▶ **What you will do**: Please quote the Mélomanie concert review below word for word, starting at "By Christine Facciolo" and ending at "and musical combinations.".

▶ **Excerpt**:
- - -

Saturday, May 21, 2016

Mélomanie Closes 2015-16 Season with "Big Band" Concert & Another Premiere

By Christine Facciolo
There’s something about a season finale that whets the appetite for more.

In a season full of not-to-be-forgotten performances, Mélomanie closed its 2015-16 season on Sunday, May 8, with not one — but two — World Premieres, some neo-Baroque jazz, the usual suspects and an obscure delight.

Mélomanie harpsichordist and Co-Founder/Co-Artistic Director Tracy Richardson dubbed the event a “big band concert” for the many special guests participating. Joining the ensemble’s core group were Rainer Beckmann on recorder, flutist Eve Friedman and cellist Naomi Gray. The additions made for a lively program of interesting material and musical combinations.

Ensemble with guest artists (L-R): Donna Fournier, Naomi Gray, Tracy Richardson, 
Christof Richter, Eve Friedman, Kimberly Reighley, Rainer Beckmann.
Photo by Tim Bayard.
The concert opened with a superb interpretation of Johann Christian Schieferdecker’s Musicalisches Concert 1 in A minor. Great fun was had in the galloping rhythms which drove the Overture. The fast dance movements were executed with appropriate gusto while the slower ones were affecting. The suite also contained a fine example of a Chaconne, a Schieferdecker favorite.

- - -

▶ **Data provided**:
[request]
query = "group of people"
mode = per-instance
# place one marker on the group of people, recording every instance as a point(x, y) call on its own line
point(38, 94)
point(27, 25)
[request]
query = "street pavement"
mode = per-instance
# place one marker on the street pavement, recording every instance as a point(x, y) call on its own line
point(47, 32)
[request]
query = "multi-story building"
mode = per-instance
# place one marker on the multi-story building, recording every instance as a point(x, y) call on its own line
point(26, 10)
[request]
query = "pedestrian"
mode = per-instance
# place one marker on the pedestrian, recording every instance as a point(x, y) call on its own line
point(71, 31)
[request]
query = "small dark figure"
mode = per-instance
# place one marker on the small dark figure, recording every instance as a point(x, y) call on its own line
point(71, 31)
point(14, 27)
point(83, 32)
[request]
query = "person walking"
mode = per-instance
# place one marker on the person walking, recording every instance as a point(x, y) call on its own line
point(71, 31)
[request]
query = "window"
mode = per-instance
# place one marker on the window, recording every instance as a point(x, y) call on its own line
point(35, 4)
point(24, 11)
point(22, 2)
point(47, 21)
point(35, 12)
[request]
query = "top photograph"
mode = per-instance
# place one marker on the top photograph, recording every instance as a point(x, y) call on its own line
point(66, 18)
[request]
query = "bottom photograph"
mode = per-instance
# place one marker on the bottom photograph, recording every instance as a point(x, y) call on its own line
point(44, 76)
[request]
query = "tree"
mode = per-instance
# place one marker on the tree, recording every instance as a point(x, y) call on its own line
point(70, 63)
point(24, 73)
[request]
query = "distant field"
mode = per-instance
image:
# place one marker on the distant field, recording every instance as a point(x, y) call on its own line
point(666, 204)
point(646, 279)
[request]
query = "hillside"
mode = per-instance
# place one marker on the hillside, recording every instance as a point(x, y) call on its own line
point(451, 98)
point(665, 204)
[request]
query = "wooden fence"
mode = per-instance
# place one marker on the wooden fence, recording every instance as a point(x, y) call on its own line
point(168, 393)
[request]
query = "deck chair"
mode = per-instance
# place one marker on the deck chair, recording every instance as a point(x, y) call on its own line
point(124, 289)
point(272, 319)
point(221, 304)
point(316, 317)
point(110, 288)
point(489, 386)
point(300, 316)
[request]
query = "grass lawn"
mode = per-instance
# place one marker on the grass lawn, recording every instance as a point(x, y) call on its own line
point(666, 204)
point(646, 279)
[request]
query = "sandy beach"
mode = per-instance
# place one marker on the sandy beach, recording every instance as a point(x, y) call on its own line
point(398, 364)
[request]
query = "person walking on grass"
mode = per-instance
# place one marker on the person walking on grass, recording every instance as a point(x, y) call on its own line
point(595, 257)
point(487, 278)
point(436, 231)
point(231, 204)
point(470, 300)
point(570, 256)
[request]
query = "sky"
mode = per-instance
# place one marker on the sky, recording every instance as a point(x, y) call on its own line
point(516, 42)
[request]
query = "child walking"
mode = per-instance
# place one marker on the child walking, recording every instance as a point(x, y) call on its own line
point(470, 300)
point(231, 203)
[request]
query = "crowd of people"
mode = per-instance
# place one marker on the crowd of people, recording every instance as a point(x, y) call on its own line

- - -

▶ **Result**:
By Christine Facciolo
There’s something about a season finale that whets the appetite for more.

In a season full of not-to-be-forgotten performances, Mélomanie closed its 2015-16 season on Sunday, May 8, with not one — but two — World Premieres, some neo-Baroque jazz, the usual suspects and an obscure delight.

Mélomanie harpsichordist and Co-Founder/Co-Artistic Director Tracy Richardson dubbed the event a “big band concert” for the many special guests participating. Joining the ensemble’s core group were Rainer Beckmann on recorder, flutist Eve Friedman and cellist Naomi Gray. The additions made for a lively program of interesting material and musical combinations.